WRITTEN EXERCISE
Copy the records below, swapping "Report the position" for "Give the location" everywhere it occurs and keeping all other text the same.

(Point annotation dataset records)
'''

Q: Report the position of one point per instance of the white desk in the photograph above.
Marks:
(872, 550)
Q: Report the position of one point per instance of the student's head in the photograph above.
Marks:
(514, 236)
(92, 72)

'''

IN RESPONSE
Q: Give the location of one point per instance of the white desk in the photograph above.
Marks:
(872, 550)
Q: Give the location of one point per instance of the student's head in the photograph above.
Marks:
(514, 236)
(92, 72)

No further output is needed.